WHAT IS ASKED:
Beginning at the line that contains "vegetation in this photo.", reproduce every line to the end of the material without changing any of them.

* Start INPUT *

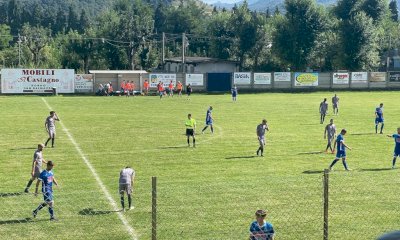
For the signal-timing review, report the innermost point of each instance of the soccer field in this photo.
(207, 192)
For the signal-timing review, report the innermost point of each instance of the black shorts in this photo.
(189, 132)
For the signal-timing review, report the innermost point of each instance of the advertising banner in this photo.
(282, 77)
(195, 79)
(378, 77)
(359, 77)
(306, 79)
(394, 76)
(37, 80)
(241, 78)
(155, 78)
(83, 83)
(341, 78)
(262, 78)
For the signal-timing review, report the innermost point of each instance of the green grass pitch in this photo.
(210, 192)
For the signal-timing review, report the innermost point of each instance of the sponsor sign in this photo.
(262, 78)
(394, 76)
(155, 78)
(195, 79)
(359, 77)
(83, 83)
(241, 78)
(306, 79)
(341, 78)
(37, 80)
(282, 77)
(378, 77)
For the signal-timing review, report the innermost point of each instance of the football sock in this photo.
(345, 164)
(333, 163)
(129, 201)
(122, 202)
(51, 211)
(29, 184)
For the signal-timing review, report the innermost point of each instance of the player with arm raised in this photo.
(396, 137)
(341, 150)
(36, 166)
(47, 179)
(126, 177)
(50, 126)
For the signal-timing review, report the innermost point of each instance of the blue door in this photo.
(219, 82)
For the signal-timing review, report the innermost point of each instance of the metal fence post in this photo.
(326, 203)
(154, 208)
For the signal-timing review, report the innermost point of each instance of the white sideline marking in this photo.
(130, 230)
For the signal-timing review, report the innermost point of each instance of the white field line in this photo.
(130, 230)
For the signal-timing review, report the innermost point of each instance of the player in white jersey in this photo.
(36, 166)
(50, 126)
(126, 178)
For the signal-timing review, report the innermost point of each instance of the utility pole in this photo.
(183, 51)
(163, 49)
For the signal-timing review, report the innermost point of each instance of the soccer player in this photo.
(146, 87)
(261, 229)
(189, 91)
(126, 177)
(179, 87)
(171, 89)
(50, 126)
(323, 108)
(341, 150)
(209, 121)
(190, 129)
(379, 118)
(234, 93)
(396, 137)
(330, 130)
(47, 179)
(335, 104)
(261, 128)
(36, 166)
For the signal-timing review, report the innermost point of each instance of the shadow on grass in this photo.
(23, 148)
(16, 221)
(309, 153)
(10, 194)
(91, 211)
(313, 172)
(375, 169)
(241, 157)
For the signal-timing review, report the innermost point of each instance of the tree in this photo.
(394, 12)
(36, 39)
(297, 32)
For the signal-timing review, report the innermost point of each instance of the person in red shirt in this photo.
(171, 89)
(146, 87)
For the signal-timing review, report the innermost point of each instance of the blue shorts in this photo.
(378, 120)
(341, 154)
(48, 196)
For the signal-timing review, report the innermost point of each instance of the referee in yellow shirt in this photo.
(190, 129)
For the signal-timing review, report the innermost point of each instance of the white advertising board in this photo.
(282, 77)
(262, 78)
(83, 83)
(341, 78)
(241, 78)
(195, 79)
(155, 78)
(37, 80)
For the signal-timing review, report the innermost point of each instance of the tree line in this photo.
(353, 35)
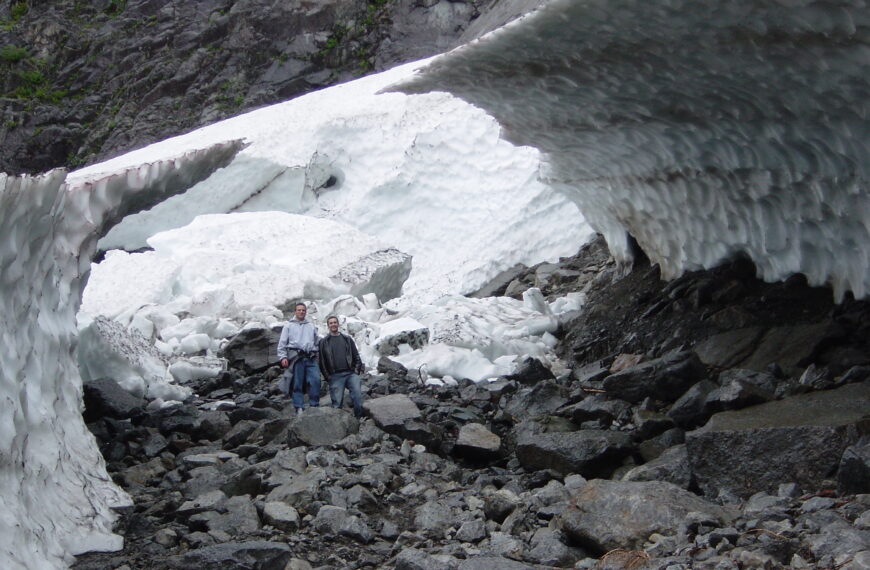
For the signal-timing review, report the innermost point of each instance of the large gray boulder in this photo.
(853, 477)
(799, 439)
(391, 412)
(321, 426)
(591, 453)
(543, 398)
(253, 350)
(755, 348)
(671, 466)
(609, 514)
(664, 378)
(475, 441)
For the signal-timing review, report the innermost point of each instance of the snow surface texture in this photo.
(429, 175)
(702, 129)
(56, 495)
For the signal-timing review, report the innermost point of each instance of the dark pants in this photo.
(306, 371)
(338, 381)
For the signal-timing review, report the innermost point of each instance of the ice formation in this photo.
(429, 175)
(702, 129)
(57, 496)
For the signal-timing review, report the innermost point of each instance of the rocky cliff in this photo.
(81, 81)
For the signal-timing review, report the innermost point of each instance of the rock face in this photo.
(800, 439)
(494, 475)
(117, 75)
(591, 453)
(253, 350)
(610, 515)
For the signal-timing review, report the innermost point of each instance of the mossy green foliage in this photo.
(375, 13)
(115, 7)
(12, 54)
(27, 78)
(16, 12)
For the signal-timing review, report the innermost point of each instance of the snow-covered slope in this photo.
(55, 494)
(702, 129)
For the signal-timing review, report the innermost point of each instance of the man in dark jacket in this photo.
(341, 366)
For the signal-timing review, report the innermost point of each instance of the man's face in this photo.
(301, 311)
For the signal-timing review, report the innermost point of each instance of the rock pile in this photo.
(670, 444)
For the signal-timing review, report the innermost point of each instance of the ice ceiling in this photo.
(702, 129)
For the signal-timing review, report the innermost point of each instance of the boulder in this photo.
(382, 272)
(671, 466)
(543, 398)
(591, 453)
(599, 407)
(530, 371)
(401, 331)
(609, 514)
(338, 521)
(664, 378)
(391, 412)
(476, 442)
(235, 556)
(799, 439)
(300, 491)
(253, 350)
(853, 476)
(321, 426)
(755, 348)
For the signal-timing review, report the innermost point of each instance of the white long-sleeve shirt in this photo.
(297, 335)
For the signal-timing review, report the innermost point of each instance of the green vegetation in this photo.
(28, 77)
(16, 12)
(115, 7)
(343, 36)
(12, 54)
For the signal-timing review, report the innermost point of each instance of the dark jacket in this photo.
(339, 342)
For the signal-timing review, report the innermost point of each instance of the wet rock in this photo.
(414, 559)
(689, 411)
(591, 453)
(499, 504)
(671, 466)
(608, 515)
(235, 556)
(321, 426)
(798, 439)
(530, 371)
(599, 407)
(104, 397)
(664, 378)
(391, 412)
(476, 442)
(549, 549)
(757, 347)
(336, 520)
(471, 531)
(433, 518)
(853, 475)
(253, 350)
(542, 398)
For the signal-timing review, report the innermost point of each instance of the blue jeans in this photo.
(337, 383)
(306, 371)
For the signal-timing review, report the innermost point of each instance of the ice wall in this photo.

* End INPUT *

ANSWER TO THE TASK:
For the signal-timing review, report the innermost point of each instance of the green vegetation in this photo.
(28, 77)
(16, 12)
(115, 7)
(343, 36)
(12, 54)
For the signal-timing review, report the innermost point of each instance of the dark jacket in this photo.
(339, 342)
For the signal-timing review, report the innermost point of each instance of the wet rock in this photo.
(414, 559)
(689, 411)
(591, 453)
(499, 504)
(671, 466)
(608, 515)
(235, 556)
(321, 426)
(798, 439)
(530, 371)
(599, 407)
(104, 397)
(664, 378)
(391, 412)
(476, 442)
(549, 549)
(757, 347)
(336, 520)
(471, 531)
(433, 518)
(853, 475)
(253, 350)
(542, 398)
For the signal-timing review, report the innermost point of each instance of the blue jeans in this photo.
(337, 383)
(306, 371)
For the signal-timing review, report the innermost point of each instance of the ice wall in this photo.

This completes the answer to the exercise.